- **Requirements**:
1 - Answer these questions about the Alaska oil pipeline discussion:
(a) According to the Chevron bulletin, what is the standard in the lower 48 now up to?
(b) Aside from small volumes used for fuel, what happens to virtually all North Slope gas?
(c) How far west could Franklin sail in 1826?
2 - Can you carry the Alaska oil pipeline discussion forward from its last comment?

=== Text excerpt ===

In 'past decades' the standard was usually 0.2 %. From this bulletin from Chevron, their standard, in the lower 48, is now up to 1%.
http://crudemarketing.chevron.com/posted_pricing_daily.asp
The problem with ice in the pipeline could be reduced but not eliminated by lowering the acceptable water cut. And surprise, surprise, surprise, adding heat to the oil/water mixture is one way of lowering the water cut. It only requires fuel, money and equipment.
Fine detailed article. The recent drop in output year over year seemed huge(19%!) and the reason was not well elaborated in the article. The remaining reserve amounts of oil are unknown and I have seen comments that suggest far more gas than oil remains. What is the chance that pipeline output would ever get back to 1 MBD, the bluster and rants of any AK politician du jour not withstanding? What with global warming leaving the north slope ice free for longer periods, one wonders if the oil could be transshipped by tanker. Alternatively one wonders if the refinery near Fairbanks could be expanded massively. Finally I wonder if the pipeline could be retrofitted or an additional pipeline installed in parallel to transport NG. Then again, highly doubtful given the low price for NG.
They need to convert the natural gas to DME so they can burn it in their diesel engines. rather then flaming it.
Or run their diesels on a gas-diesel blend.
By "flaming it" I assume you mean flaring the gas. This is not done, except for safety reasons, usually in emergencies. In normal operations, any gas flames you see above N Slope facilities are just tiny amounts of gas kept burning so the flares stay lit, should they be needed.
Aside from small volumes used for fuel within the oilfields, virtually all N Slope gas is re-injected into the reservoir. This is done to maintain reservoir pressure. If the gas were not re-injected, reservoir pressure would soon fall and oil production would rapidly cease soon afterwords.
I was a little surprised to see the current numbers, particularly since the flow rates were so much higher when I wrote about the stoppage last January. I was going to start writing about the reserves, and that 1 MBD today, but we had a visit from Irene and have only just got the power back.
Prudhoe Bay was as far west as Franklin could sail in 1826, when he tried for the Northwest Passage, he died on a later try. I am not sure that the associated costs relative to the benefits would likely justify putting in a tanker terminal up there.
To cut costs, they could try renting icebreakers from the Russians when they need them, or maybe get a discount if they top up another order:
http://www.barentsobserver.com/index.php?id=4940947&xxforceredir=1&nored...
Would it be possible to add a lower molecular weight component to the crude oil (e.g. Naptha) or even methanol (which can be synthesized from CO2 and H2, and both of which are usually available at an oil refinery)?
Methanol (even a small amount) would dramatically lower the freezing point of water to prevent ice build-up. Naptha should improve the solubility of the waxes and lower the viscosity of the oil. Perhaps the "North Pole Oil Refinery" could perform a cracking operation to create a less viscous crude??
I realize that the amounts involved are large, but rather than shut down the pipeline (or increase the chance of spills), some upgrading of the crude should be considered and/or some additives to improve the flow characteristics. Even a cracking operation to remove asphaltenes (which have to removed in any case) would significantly lower the viscosity, increase the flow speed and increase the temperature of the oil (faster movement to Valdez)?

=== Extracted data ===

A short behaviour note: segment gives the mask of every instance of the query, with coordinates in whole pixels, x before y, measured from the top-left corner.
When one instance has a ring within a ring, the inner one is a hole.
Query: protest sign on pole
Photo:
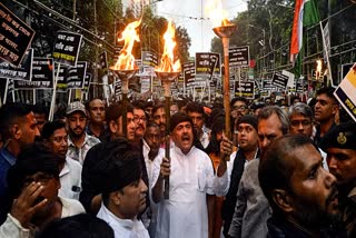
[[[13,67],[7,61],[0,62],[0,78],[31,81],[33,49],[26,51],[21,63]]]
[[[34,36],[27,23],[0,3],[0,58],[18,67]]]

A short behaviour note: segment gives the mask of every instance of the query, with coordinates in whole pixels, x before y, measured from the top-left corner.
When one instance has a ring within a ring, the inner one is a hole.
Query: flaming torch
[[[316,61],[316,71],[315,71],[316,80],[320,79],[322,70],[323,70],[323,61],[320,59],[318,59]]]
[[[129,79],[131,79],[138,71],[138,66],[135,63],[135,57],[132,56],[132,49],[135,41],[140,41],[137,29],[141,23],[141,19],[129,23],[121,33],[121,38],[118,41],[125,41],[123,48],[120,51],[118,61],[110,69],[117,73],[121,80],[122,90],[122,131],[123,136],[127,137],[127,95],[129,91]]]
[[[155,72],[157,78],[161,80],[165,89],[165,111],[166,111],[166,135],[169,135],[169,119],[170,119],[170,85],[180,73],[180,61],[179,59],[175,59],[175,41],[176,29],[171,21],[168,22],[167,31],[164,34],[165,48],[160,65],[155,68]],[[166,158],[170,159],[169,150],[170,150],[170,138],[166,138]],[[169,199],[169,177],[165,178],[165,199]]]
[[[237,26],[229,22],[226,12],[222,10],[220,0],[212,0],[207,6],[207,11],[214,21],[212,31],[222,39],[224,46],[224,108],[225,108],[225,135],[231,139],[230,130],[230,70],[229,70],[229,40],[230,36],[236,31]],[[228,159],[228,158],[226,158]]]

===

- **Exercise results**:
1 -
(a) 1%
(b) It is re-injected into the reservoir to maintain reservoir pressure.
(c) Prudhoe Bay

2 -
What do you think?
Iwylie
The problem relates to the volumes involved, remember that the pipeline holds 9 million barrels of oil at one time. And you would have to send the methanol/whatever up to Deadhorse somehow.
What would be the practicality of running a smaller line from the North Pole refinery up to Deadhorse? A 6 inch line would provide enough for a 2% dilution rate. And for what it's worth, you get the material back at the refinery.
Does the pig, in the photo above, travel from left to right or right-left?
TIA
NAOM
To the left. The pipe is 48 inches in diameter, if I forgot to mention it. The pig I showed was one that I had taken a picture of, but there are specialized "paraffin" pigs to remove the wax, one of which is shown here .
Ah, thank you and for the link. The previous two photos are also interesting.
NAOM
Questions:
I guess injection of anything doesn't work as it will lower the temp of the oil and negate any change in viscosity? So, is it possible to shut it down ever? and then restart flow during warmer periods....say March-Nov. And/or is corosion a limiting factor? Do changes in pressure from a constant flow affect the integrity of pipe and welds?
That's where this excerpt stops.